**Task**:
Report how many lines of the material below contain the string "sleeved", matching case exactly, and give only the number.

[Shape boundary entries]
——————————

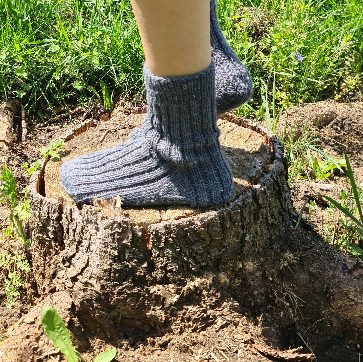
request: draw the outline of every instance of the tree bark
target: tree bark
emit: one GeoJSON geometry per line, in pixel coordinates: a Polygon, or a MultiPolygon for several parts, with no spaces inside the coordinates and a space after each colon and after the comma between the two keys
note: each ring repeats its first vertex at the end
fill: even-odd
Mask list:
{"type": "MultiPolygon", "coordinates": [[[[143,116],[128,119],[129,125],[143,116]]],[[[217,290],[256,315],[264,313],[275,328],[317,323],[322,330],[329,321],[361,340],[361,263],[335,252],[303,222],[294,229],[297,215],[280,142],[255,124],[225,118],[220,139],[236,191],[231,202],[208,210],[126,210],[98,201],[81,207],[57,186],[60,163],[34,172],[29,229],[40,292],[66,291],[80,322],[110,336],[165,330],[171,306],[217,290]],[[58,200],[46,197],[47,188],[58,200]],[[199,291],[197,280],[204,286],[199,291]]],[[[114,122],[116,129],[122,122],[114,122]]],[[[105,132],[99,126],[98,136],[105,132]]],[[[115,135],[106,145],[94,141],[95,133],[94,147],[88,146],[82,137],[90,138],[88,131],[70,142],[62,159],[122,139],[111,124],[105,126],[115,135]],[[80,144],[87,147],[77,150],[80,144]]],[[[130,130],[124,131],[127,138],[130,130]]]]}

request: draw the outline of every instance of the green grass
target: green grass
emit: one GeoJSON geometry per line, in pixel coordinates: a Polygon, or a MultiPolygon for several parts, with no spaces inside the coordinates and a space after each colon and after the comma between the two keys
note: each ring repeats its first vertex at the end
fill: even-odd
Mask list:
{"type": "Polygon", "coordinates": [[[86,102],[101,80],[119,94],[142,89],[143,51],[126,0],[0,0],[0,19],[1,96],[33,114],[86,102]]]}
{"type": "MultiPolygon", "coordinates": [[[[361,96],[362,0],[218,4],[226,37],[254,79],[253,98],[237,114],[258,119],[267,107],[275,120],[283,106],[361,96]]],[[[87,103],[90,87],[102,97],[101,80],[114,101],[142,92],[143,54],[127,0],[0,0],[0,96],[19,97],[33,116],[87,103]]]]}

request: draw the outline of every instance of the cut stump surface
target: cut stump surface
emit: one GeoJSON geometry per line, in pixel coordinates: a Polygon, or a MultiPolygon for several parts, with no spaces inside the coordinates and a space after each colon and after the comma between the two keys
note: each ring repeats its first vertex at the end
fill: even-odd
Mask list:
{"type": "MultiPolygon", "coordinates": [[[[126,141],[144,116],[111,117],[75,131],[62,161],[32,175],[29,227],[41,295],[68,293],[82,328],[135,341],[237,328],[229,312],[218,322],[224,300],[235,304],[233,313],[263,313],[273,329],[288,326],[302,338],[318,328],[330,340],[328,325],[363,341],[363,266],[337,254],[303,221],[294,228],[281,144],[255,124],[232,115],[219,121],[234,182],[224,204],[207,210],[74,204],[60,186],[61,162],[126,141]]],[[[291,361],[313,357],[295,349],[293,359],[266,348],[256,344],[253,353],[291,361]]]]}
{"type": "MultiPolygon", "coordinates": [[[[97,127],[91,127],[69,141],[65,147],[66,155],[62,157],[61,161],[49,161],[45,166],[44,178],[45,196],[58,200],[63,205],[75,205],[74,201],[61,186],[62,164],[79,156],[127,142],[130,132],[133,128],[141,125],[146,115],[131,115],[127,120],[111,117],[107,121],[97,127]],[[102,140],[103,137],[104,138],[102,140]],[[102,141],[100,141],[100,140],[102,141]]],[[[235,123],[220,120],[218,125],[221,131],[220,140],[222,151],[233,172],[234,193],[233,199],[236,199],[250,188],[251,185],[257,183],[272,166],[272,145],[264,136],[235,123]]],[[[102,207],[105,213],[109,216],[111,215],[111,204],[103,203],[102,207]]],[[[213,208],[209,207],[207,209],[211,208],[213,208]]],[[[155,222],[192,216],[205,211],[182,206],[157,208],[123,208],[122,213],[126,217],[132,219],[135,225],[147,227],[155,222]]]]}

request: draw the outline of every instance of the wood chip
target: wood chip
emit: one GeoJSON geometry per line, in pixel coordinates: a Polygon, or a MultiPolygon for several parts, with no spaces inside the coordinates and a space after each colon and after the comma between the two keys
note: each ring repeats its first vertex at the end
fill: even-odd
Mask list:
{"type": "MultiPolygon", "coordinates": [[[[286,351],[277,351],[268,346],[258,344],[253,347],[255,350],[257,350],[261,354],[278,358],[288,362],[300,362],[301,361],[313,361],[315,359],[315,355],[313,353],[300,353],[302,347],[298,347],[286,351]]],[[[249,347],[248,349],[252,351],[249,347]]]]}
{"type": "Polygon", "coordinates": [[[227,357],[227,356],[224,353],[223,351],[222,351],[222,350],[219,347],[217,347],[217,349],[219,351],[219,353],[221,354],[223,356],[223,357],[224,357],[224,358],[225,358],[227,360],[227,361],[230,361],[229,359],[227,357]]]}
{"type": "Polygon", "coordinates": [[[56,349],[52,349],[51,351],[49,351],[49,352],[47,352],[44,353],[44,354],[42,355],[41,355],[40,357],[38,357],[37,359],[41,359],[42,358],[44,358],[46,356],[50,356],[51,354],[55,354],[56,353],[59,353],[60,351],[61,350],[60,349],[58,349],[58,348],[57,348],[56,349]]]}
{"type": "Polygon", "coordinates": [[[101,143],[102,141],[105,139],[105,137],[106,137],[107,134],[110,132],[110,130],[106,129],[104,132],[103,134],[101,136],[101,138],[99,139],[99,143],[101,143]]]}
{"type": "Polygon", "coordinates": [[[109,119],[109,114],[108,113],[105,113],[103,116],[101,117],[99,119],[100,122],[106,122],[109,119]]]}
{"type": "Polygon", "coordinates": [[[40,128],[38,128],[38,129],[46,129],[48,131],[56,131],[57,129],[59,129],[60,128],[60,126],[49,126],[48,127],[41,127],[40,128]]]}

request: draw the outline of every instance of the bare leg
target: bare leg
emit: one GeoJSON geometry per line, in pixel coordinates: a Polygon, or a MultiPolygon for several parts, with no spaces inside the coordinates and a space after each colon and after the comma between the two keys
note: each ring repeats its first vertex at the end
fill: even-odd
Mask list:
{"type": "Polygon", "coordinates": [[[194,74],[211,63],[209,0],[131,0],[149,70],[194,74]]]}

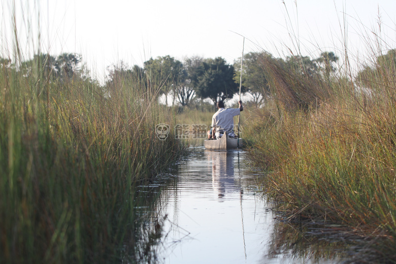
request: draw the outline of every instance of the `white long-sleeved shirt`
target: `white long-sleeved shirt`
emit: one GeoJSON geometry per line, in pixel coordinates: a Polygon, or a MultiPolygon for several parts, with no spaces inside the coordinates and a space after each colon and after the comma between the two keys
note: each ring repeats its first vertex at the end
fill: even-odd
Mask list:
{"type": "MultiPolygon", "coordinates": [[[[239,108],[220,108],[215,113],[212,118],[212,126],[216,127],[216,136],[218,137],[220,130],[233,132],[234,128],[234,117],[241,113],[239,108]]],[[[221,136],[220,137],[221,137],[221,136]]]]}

——————————

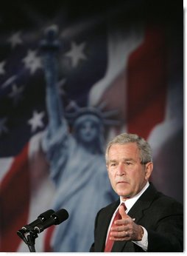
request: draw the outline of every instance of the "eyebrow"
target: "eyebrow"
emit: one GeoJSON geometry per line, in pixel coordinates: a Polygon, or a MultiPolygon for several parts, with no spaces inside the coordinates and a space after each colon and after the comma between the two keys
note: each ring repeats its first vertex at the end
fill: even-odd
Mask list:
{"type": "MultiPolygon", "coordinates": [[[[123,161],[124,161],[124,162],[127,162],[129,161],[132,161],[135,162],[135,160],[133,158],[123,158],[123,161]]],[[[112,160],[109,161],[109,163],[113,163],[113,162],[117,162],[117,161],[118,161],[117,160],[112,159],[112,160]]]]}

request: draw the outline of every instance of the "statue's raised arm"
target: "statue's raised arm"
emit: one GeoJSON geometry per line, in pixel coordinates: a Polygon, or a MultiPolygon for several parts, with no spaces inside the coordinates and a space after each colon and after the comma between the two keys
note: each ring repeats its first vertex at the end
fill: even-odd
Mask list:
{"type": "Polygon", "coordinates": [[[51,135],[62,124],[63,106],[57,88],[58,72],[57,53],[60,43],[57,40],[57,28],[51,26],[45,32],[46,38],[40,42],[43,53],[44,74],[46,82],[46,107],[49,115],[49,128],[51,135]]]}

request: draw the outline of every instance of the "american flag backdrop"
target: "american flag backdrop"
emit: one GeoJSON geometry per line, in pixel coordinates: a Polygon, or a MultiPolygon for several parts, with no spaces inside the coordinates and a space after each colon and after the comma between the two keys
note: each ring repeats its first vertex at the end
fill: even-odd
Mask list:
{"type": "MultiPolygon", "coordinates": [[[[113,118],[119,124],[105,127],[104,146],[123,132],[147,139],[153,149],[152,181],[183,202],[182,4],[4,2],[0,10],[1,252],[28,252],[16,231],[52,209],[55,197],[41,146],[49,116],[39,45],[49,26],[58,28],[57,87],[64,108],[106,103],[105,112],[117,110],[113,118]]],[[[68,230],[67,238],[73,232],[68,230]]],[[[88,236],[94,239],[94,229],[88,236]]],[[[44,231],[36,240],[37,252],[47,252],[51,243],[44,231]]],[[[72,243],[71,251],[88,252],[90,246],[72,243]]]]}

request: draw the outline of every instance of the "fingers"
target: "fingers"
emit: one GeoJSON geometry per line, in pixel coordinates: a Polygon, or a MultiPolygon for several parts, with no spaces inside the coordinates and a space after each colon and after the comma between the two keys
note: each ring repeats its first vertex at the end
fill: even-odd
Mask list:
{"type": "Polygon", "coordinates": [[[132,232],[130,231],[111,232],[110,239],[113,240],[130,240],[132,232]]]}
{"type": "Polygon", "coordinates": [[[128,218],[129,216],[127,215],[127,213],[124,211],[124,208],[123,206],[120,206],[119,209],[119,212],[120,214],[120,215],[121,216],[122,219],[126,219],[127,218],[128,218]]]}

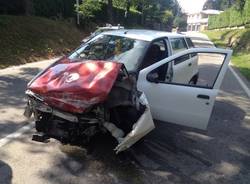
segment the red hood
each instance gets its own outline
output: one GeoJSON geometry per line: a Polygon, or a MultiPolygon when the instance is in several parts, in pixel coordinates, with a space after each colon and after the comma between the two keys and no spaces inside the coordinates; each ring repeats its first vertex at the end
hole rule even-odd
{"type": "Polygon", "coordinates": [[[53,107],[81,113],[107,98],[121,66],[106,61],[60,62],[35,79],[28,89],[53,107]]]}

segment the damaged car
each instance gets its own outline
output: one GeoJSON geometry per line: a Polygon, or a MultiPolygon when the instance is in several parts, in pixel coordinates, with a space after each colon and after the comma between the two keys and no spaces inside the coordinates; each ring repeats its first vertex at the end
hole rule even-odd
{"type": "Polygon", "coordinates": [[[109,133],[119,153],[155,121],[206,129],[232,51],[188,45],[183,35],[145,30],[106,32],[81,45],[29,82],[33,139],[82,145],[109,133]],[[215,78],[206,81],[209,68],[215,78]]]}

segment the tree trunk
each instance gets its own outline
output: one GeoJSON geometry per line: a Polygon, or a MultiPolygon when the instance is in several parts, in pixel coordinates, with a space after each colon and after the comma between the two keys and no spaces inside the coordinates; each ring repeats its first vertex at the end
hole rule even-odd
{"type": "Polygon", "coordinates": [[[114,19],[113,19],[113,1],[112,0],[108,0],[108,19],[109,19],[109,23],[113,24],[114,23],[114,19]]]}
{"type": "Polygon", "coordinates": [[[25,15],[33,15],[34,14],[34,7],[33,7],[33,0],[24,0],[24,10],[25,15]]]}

——————————

**Task response**:
2